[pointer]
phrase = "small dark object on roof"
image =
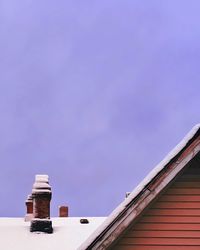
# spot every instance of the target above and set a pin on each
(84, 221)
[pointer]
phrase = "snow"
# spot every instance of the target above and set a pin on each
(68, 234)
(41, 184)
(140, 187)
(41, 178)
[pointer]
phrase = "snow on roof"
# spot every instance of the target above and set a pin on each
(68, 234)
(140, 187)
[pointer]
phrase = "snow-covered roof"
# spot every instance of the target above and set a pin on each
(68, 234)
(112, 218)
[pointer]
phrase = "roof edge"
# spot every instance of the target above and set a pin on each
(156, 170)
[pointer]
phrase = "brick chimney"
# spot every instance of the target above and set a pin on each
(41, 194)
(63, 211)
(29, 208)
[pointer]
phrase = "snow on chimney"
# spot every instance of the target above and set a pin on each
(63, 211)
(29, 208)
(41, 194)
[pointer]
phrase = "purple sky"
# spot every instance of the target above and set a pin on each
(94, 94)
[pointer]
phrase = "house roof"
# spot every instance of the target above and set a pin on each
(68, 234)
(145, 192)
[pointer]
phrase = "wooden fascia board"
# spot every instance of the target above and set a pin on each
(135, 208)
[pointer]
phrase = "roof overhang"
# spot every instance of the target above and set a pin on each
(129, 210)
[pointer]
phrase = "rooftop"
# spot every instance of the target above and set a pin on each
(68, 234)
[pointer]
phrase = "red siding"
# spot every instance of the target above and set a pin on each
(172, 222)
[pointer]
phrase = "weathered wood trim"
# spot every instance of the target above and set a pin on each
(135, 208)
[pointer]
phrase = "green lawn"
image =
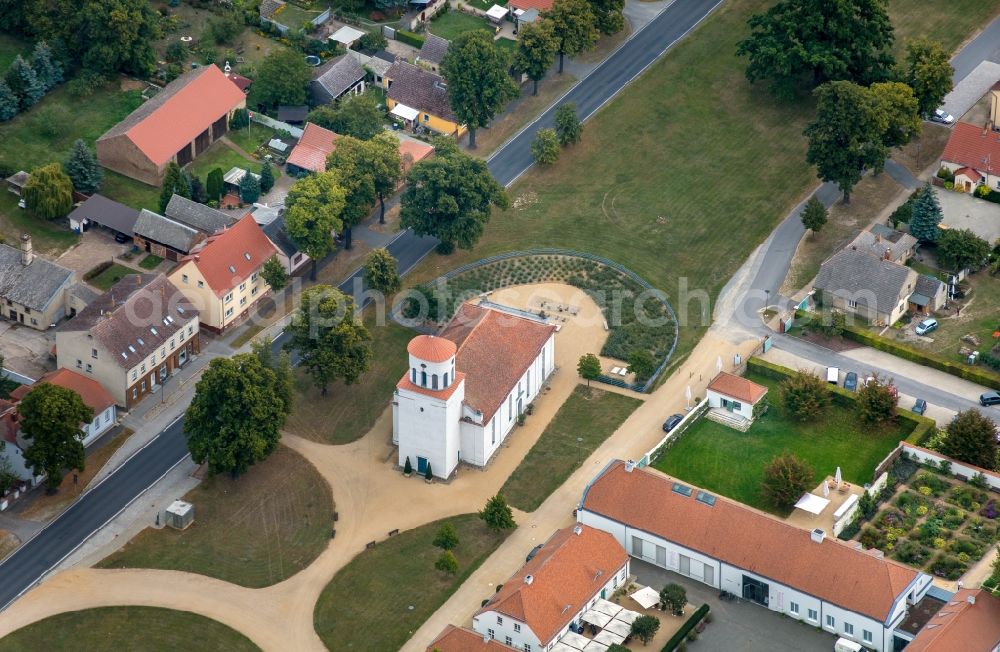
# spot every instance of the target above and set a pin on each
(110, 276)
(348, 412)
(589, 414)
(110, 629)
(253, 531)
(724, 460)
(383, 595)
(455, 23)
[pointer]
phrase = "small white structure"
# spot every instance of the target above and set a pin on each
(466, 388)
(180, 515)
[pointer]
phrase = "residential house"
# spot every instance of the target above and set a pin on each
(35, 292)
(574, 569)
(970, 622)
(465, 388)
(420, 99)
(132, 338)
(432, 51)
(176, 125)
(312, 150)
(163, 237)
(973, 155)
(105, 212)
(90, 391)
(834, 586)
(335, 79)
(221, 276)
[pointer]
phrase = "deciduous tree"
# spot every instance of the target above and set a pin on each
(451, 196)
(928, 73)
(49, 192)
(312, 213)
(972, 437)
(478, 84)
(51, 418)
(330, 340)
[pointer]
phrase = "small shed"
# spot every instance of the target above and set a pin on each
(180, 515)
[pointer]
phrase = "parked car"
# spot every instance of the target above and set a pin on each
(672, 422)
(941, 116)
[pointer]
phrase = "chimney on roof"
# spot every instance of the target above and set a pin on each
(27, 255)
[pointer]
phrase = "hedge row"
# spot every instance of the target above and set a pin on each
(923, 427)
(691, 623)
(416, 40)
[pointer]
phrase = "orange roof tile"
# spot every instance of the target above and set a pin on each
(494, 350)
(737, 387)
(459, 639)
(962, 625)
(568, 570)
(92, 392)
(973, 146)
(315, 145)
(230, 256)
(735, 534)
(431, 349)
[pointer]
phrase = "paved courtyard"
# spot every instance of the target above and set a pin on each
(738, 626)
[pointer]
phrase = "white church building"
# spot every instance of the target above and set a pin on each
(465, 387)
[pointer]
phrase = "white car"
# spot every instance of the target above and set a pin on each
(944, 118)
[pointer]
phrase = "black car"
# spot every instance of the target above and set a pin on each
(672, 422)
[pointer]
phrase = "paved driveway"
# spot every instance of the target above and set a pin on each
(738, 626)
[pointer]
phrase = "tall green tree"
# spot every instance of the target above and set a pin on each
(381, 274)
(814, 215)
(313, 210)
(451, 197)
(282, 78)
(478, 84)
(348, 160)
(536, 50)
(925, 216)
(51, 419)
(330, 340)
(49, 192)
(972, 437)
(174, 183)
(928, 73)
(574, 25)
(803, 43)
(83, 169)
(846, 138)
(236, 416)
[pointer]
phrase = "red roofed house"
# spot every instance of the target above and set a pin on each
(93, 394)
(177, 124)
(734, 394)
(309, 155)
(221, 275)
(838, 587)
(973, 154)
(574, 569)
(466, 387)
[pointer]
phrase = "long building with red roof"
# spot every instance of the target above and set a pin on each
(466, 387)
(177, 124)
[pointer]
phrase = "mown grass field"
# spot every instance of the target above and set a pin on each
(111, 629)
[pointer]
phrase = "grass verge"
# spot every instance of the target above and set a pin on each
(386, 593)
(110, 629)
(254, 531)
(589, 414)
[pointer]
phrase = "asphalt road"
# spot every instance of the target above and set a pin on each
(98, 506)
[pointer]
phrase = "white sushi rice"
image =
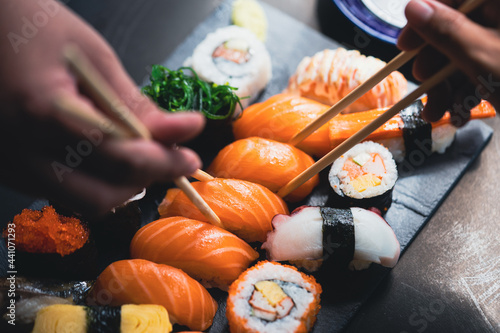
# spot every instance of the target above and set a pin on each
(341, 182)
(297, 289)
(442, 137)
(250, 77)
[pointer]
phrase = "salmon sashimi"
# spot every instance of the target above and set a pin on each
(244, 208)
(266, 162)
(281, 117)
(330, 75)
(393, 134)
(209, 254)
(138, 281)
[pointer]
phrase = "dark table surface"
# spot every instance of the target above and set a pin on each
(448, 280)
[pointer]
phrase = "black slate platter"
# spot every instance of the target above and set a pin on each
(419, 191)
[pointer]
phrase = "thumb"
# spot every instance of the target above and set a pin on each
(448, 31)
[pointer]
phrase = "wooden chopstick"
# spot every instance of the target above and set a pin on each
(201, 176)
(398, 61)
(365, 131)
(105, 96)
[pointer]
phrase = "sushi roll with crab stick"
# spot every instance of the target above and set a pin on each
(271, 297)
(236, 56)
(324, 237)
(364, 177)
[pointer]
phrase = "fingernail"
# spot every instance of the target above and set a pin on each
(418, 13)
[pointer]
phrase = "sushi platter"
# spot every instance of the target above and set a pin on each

Problem to solve: The records above are to be reproduced exactly; the pictures are to be left out.

Completed exercise:
[pointer]
phrase = "small dark object on roof"
image =
# spot every instance of the target above and set a pin on each
(84, 221)
[pointer]
phrase = "snow"
# spot every instance of the target above and set a pin on each
(68, 234)
(41, 184)
(140, 187)
(41, 178)
[pointer]
phrase = "snow on roof"
# spot every instance of the target above and set a pin on each
(68, 234)
(140, 187)
[pointer]
phrase = "snow-covered roof"
# spot every instance of the target above and set a pin on each
(68, 234)
(112, 218)
[pointer]
phrase = "roof edge"
# spot every instance of the target above and set a pin on each
(156, 170)
[pointer]
phrase = "brick chimney"
# spot every instance of the target above and set a pin on each
(41, 194)
(63, 211)
(29, 208)
[pointer]
phrase = "snow on chimney"
# spot every instance of the target above and set a pin on each
(63, 211)
(29, 208)
(41, 194)
[pointer]
phrase = "purple sky"
# spot every instance of the target above and set a pin on each
(94, 94)
[pointer]
phrase = "house roof"
# spot every instance of the target above and set a pin on each
(68, 234)
(145, 192)
[pointer]
phrase = "wooden fascia board"
# spot every instance of the target above and set a pin on each
(135, 208)
[pointer]
phrase = "roof overhang"
# spot every instance of the target above and set a pin on each
(129, 210)
[pointer]
phrase = "rooftop"
# spot every instance of the target above and set a pin on each
(68, 234)
[pointer]
phrase = "red siding"
# spot every instance of the target above and set a pin on each
(172, 222)
[pointer]
phrase = "weathered wood trim"
# spot every instance of the target above and set a pin on each
(135, 208)
[pointer]
phrase = "green lawn"
image =
# spot every instance of the target above and set a pin on each
(110, 276)
(348, 412)
(589, 414)
(110, 629)
(253, 531)
(724, 460)
(383, 595)
(455, 23)
[pointer]
phrase = "small white structure"
# spot every instance of the target above and set a pin on each
(466, 388)
(180, 515)
[pointer]
phrase = "residential house"
# spot every instance of the target above and set a pin on each
(35, 292)
(574, 569)
(970, 622)
(465, 388)
(420, 99)
(132, 338)
(432, 51)
(176, 125)
(312, 150)
(163, 237)
(973, 155)
(105, 212)
(90, 391)
(834, 586)
(335, 79)
(221, 276)
[pointer]
phrase = "deciduous tree"
# spot every instance of the target above and set a pin on each
(451, 196)
(928, 73)
(49, 192)
(312, 213)
(972, 437)
(478, 84)
(51, 418)
(330, 340)
[pointer]
phrase = "small shed"
# spot every instance of the target above and set a pin on each
(180, 515)
[pointer]
phrase = "parked car"
# spot every instance of the target above and set a pin on each
(672, 422)
(941, 116)
[pointer]
phrase = "chimney on roof"
# spot every instance of the target above and set a pin on each
(27, 255)
[pointer]
phrase = "hedge row"
# spot every instance of the target above and set a pin on each
(923, 427)
(691, 623)
(416, 40)
[pointer]
phrase = "orange roof tile"
# spot every instance of the target above and set a pin on each
(494, 350)
(737, 387)
(459, 639)
(962, 625)
(568, 570)
(92, 392)
(973, 146)
(315, 145)
(230, 256)
(735, 534)
(431, 349)
[pointer]
phrase = "paved courtyard"
# spot every instance of the target above and set a pin on each
(738, 626)
[pointer]
phrase = "white church building"
# spot every instance of the target above and set a pin on each
(465, 387)
[pointer]
phrase = "white car"
# spot every instance of the target above and set a pin on each
(944, 118)
[pointer]
phrase = "black car"
# spot every instance of the target above and set a pin on each
(672, 422)
[pointer]
phrase = "paved driveway"
# spot every instance of the target above and set a pin on each
(738, 626)
[pointer]
phrase = "tall green tree"
# spot every instance of the target above and set a pin on each
(381, 274)
(814, 215)
(313, 210)
(451, 197)
(282, 78)
(478, 84)
(348, 160)
(536, 50)
(925, 216)
(51, 419)
(330, 340)
(49, 192)
(972, 437)
(174, 183)
(928, 73)
(574, 25)
(803, 43)
(83, 169)
(846, 138)
(236, 416)
[pointer]
phrase = "red roofed house"
# spot every instance of the target above and set a pin on each
(93, 394)
(177, 124)
(734, 394)
(309, 155)
(221, 275)
(838, 587)
(973, 154)
(574, 569)
(466, 387)
[pointer]
phrase = "long building with red roof"
# spot every instance of the target above and set a pin on each
(466, 387)
(177, 124)
[pointer]
phrase = "mown grass field"
# spot every instance of the target above and set a pin on each
(111, 629)
[pointer]
phrase = "grass verge"
# spot every instance of the target above and set a pin on each
(386, 593)
(110, 629)
(254, 531)
(589, 414)
[pointer]
phrase = "asphalt road"
# spot every instance of the target above and set a pin on each
(98, 506)
[pointer]
phrase = "white sushi rice"
image =
# spot every instance of the target above and set a pin on each
(341, 182)
(297, 289)
(442, 137)
(250, 77)
[pointer]
phrase = "salmon sashimi"
# spot every instance of the target above and set a pin on each
(244, 208)
(266, 162)
(281, 117)
(330, 75)
(393, 134)
(209, 254)
(138, 281)
[pointer]
phrase = "dark table surface"
# spot every instance of the target above and set a pin on each
(448, 280)
[pointer]
phrase = "black slate platter"
# spot every instance of the target above and set a pin on each
(419, 191)
[pointer]
phrase = "thumb"
# spot every instance of the target above and set a pin on each
(448, 31)
[pointer]
phrase = "wooden chopstick"
# spot every instance of the target above and set a pin on each
(201, 176)
(398, 61)
(365, 131)
(105, 96)
[pointer]
phrase = "sushi roll with crab stick"
# spot every instance of the target above and set a pin on each
(271, 297)
(236, 56)
(324, 237)
(364, 177)
[pointer]
phrase = "fingernail"
# spot every instance of the target above and set a pin on each
(418, 13)
[pointer]
phrase = "sushi platter"
# spot every instance of the target above and set a pin on each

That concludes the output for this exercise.